## Assignment
Please reproduce all of the data exactly as it appears, but skip the pictures.
* * * * *
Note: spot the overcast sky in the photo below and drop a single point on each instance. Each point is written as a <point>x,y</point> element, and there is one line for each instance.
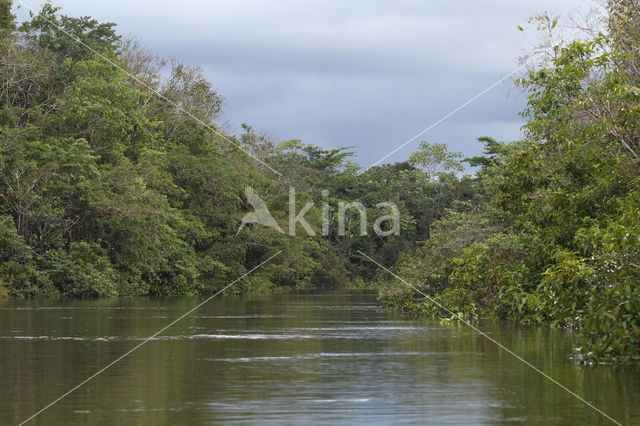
<point>362,73</point>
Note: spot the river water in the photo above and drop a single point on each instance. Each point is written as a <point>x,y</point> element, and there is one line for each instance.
<point>316,358</point>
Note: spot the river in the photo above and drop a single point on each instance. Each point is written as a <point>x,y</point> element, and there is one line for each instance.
<point>312,358</point>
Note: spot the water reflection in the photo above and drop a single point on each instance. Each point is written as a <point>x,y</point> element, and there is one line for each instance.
<point>307,358</point>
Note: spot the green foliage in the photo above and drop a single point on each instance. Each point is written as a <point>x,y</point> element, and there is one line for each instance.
<point>565,201</point>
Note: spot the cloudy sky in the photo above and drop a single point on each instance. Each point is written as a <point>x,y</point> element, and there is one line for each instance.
<point>364,73</point>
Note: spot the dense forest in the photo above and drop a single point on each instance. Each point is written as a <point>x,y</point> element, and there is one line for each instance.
<point>115,180</point>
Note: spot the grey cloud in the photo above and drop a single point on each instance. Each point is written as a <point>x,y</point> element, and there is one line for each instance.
<point>366,73</point>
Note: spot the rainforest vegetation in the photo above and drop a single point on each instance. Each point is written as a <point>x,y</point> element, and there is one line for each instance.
<point>116,179</point>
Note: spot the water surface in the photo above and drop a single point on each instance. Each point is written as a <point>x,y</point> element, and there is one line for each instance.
<point>319,358</point>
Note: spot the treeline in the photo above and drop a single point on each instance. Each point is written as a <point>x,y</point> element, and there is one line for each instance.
<point>107,188</point>
<point>559,239</point>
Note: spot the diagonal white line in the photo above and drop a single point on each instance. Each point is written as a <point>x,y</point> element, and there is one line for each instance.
<point>500,345</point>
<point>154,91</point>
<point>144,342</point>
<point>464,105</point>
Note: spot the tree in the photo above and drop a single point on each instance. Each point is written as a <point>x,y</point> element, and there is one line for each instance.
<point>435,159</point>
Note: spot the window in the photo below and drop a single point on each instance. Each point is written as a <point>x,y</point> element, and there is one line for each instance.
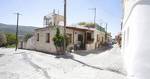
<point>37,36</point>
<point>47,37</point>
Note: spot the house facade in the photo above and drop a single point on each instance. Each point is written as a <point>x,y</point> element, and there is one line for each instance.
<point>80,37</point>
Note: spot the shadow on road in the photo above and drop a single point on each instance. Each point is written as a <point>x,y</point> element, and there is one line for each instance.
<point>69,56</point>
<point>95,51</point>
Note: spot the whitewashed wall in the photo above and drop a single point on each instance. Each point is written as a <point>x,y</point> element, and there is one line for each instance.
<point>136,38</point>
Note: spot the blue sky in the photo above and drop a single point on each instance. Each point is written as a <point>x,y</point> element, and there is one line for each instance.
<point>77,10</point>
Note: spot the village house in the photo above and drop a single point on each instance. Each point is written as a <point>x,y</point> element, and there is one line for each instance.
<point>80,37</point>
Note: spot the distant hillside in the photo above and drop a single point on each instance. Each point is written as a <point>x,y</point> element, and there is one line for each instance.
<point>12,29</point>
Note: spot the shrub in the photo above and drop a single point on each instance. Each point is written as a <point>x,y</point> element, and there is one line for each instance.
<point>27,36</point>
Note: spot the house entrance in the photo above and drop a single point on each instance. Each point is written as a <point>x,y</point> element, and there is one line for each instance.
<point>81,44</point>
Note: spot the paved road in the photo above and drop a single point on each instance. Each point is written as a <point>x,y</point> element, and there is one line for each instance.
<point>25,64</point>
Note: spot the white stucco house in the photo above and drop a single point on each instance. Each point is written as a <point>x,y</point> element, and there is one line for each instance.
<point>80,37</point>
* * * * *
## Solution for this task
Note: spot the overcast sky in the photo below and drop a single point on each instance. Each point is written as a <point>x,y</point> element, and there is one line for each instance.
<point>362,73</point>
Note: spot the river water in the photo above and drop a single point on each instance. Each point is written as a <point>x,y</point> element, and there is one line for each instance.
<point>316,358</point>
Note: spot the river in the photo above and drop a single point on each instance. Each point is written as a <point>x,y</point> element, and there is one line for each instance.
<point>312,358</point>
Note: spot the water reflection in the photo above and drop a single point on each instance. Each point is written as a <point>x,y</point> element, and there is one line for each instance.
<point>307,358</point>
Note: spot the green foliage in the photo above and drop a single point on each instance. Each point is written as a <point>x,y</point> element, and there is one line for each instance.
<point>565,201</point>
Note: spot the cloudy sky in the photo above and drop a single point on each instance. Each point is written as a <point>x,y</point> element, and there is one line for each instance.
<point>364,73</point>
Note: spot the dense forest in the photo above and drop a single point on each instance. Each point is written as a <point>x,y</point> element, and there is one line for each instance.
<point>115,180</point>
Note: spot the grey cloud in the photo above and drop a single point on each instance. Each point is written as a <point>x,y</point> element, and there is one line for each instance.
<point>366,73</point>
Note: spot the rainforest vegetation in the photo above and drop a single point on each instance. Each point is written as a <point>x,y</point> element, and there is one line for each instance.
<point>116,179</point>
Note: spot the water surface in the photo above and drop a single point on each instance. Each point is written as a <point>x,y</point> element, and there is one line for each instance.
<point>319,358</point>
Note: spot the treeline in the photo above and drop a single point on each instance. Each point is written as a <point>x,y</point> element, and there is one line for each instance.
<point>107,188</point>
<point>559,239</point>
Note: spot the diagonal white line in the photo above and drop a single point on each instance. Each point is written as a <point>x,y</point> element, and there is one line for each instance.
<point>500,345</point>
<point>154,91</point>
<point>144,342</point>
<point>464,105</point>
Note: spot the tree in the photo above and drop a single point on each instance. Each point is written as a <point>x,y</point> element, and there is one line for each instance.
<point>435,159</point>
Note: spot the window in the photo below and drop a single point on each instance. Each point is written as a <point>x,y</point> element, and there is one line for each instance.
<point>37,36</point>
<point>47,37</point>
Note: spot the house facade in the photo above and drop a single point on each instance. Each point is written as a <point>x,y</point> element, and there is one line for each instance.
<point>80,37</point>
Note: spot the shadow on road in the photo above and drop a single point on each instance. Each point is written as a <point>x,y</point> element, and there is one line for each instance.
<point>69,56</point>
<point>95,51</point>
Note: spot the whitewashed wall in the photo above and drop a single point on each instance. Each point is written as a <point>x,y</point> element, and there is one line for each instance.
<point>136,38</point>
Note: spot the blue sky in the photo above and drop a single point on each instance. Each point is written as a <point>x,y</point> element, and there is one line for each instance.
<point>77,10</point>
Note: spot the village house in the photo above and drop a single point on each instance. Each point is written as a <point>x,y</point> element, and there is one line for each instance.
<point>80,37</point>
Note: spot the distant hillside in the photo above and drop a single point on each instance. Each point is written as a <point>x,y</point> element, and there is one line for each instance.
<point>12,29</point>
Note: spot the shrub in the photo above and drop a single point on each instance. Each point is written as a <point>x,y</point> element, and there is one line for each instance.
<point>27,36</point>
Note: spot the house entrance in the photo above and drop a single point on each instance. Each point is written as a <point>x,y</point> element, and there is one line for each instance.
<point>81,44</point>
Note: spot the paved road in the photo above and drop a single point on each instance. Each point is written as a <point>x,y</point> element, and there is one line for each instance.
<point>25,64</point>
Note: spot the white stucco house in the photo above and drop a single point on each instance. Each point is written as a <point>x,y</point> element, and there is one line for each instance.
<point>80,37</point>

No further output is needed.